§ **GOAL**: Identify each line in the records below that contains the word "crab", and copy those lines.

§ **EXTRACTED RECORDS**:
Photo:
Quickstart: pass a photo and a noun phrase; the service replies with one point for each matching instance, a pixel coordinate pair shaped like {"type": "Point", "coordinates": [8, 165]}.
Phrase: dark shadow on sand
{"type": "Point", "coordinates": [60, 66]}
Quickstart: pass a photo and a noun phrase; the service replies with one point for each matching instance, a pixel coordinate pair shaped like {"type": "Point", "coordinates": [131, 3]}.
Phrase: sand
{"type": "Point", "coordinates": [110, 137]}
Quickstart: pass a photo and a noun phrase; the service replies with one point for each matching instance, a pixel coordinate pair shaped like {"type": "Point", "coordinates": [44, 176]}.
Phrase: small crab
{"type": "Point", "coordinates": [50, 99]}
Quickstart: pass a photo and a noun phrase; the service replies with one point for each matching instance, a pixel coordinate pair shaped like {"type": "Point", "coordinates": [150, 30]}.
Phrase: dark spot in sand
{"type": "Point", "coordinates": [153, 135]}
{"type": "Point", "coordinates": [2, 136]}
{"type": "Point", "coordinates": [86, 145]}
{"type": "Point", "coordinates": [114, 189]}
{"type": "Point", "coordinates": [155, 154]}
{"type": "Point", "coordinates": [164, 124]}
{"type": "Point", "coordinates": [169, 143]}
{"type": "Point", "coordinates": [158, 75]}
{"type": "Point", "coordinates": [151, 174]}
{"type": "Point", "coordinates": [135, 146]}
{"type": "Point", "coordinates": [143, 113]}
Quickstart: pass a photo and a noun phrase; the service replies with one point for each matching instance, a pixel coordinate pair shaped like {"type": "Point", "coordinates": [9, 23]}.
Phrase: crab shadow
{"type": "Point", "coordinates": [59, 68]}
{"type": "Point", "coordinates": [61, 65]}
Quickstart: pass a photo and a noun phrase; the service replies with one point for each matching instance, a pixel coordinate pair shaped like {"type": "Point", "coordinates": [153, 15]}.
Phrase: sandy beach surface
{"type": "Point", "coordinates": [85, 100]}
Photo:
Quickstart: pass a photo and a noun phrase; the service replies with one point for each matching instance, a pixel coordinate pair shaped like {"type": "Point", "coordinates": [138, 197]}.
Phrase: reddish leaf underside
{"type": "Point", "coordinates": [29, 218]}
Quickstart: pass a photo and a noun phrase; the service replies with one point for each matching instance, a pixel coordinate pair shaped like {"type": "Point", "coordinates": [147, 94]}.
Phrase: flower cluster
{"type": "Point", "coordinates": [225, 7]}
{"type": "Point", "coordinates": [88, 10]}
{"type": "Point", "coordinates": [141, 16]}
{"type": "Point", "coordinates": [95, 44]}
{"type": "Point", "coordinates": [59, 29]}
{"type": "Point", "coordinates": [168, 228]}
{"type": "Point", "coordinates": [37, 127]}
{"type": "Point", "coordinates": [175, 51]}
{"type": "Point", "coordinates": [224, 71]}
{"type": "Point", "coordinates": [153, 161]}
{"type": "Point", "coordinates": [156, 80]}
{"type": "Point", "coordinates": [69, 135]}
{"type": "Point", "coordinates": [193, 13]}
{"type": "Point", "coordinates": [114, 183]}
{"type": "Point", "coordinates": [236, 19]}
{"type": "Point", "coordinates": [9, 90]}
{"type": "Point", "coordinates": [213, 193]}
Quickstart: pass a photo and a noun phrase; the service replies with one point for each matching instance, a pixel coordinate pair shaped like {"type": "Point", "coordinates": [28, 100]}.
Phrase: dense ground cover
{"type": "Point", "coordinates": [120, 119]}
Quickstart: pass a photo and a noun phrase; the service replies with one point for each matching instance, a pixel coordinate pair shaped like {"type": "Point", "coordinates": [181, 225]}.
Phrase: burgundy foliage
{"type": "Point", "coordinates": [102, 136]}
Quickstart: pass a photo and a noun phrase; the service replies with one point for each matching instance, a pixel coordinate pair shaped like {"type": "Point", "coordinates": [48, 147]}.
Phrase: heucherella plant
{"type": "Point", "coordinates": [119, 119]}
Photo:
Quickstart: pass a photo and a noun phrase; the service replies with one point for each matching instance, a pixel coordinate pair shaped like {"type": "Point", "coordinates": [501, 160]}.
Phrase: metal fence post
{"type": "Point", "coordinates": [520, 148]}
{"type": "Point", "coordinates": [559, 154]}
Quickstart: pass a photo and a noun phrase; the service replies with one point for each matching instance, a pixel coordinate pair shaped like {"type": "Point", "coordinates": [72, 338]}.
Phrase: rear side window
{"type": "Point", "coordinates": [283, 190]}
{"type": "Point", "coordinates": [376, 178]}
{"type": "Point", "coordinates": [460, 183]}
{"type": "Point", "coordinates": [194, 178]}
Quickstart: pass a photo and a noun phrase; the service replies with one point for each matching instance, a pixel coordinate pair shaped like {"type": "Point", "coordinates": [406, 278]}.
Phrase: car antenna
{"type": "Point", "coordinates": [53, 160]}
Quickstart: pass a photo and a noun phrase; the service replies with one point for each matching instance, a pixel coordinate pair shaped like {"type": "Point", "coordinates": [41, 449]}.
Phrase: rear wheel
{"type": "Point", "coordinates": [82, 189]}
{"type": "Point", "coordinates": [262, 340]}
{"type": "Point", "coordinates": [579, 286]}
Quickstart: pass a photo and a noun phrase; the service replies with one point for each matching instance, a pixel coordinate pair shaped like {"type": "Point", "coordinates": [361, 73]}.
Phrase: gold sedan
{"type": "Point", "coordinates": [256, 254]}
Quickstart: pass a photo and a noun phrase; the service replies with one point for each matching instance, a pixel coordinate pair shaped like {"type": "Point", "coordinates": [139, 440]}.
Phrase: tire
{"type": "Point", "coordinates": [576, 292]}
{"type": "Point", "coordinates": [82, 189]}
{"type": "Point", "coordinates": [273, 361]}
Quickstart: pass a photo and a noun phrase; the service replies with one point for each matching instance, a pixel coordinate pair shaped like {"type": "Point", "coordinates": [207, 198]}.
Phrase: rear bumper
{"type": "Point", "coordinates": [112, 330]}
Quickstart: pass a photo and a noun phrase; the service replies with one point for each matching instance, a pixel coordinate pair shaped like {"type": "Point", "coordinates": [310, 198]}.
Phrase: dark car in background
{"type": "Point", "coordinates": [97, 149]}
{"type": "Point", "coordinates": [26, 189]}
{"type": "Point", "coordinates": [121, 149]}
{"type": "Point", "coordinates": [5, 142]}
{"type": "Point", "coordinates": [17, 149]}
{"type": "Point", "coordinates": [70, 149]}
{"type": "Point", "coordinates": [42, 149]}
--
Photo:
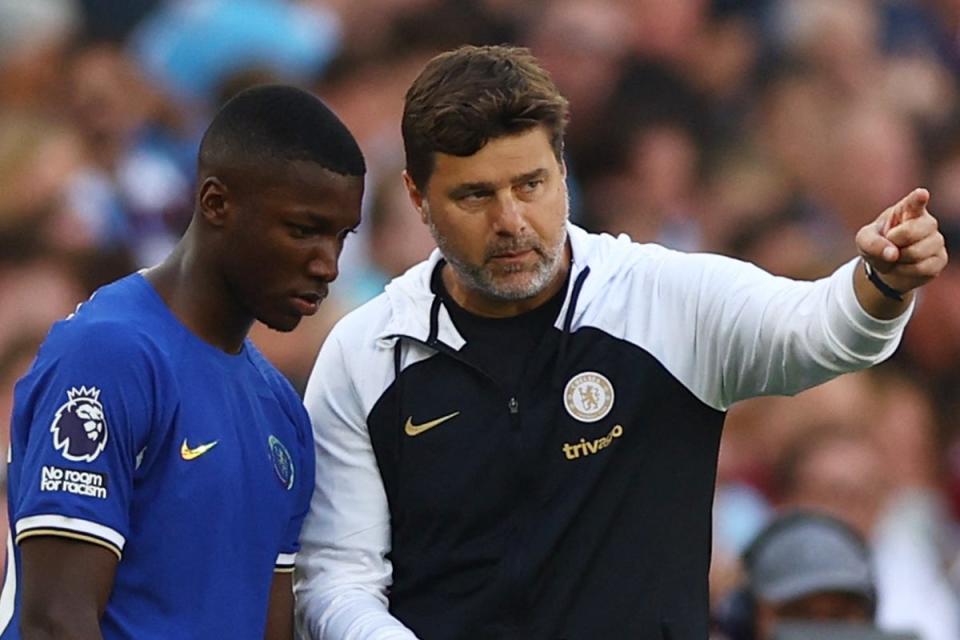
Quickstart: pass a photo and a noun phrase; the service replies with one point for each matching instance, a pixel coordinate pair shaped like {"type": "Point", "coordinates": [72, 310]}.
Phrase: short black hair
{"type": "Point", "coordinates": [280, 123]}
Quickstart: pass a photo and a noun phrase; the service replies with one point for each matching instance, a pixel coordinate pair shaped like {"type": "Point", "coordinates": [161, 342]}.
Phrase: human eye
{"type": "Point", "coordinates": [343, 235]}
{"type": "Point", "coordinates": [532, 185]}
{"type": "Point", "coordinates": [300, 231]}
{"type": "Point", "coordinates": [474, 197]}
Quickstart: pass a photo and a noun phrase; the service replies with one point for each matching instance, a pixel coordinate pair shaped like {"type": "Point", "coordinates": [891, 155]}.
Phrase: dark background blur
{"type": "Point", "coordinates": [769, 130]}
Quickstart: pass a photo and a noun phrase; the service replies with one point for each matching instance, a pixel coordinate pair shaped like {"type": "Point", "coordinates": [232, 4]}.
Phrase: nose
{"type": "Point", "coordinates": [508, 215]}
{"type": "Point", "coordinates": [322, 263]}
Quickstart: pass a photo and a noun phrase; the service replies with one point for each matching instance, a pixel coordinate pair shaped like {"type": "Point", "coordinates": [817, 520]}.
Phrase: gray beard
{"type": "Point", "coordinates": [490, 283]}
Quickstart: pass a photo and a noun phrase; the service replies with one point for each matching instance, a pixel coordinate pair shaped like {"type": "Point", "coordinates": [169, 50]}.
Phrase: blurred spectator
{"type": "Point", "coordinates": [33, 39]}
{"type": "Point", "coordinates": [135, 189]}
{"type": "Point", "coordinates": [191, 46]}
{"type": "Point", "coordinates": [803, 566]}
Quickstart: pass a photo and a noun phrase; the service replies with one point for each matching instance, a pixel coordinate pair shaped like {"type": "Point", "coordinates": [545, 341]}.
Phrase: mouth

§ **RESPONSE BELOW**:
Phrase: small crab
Phrase: crab shadow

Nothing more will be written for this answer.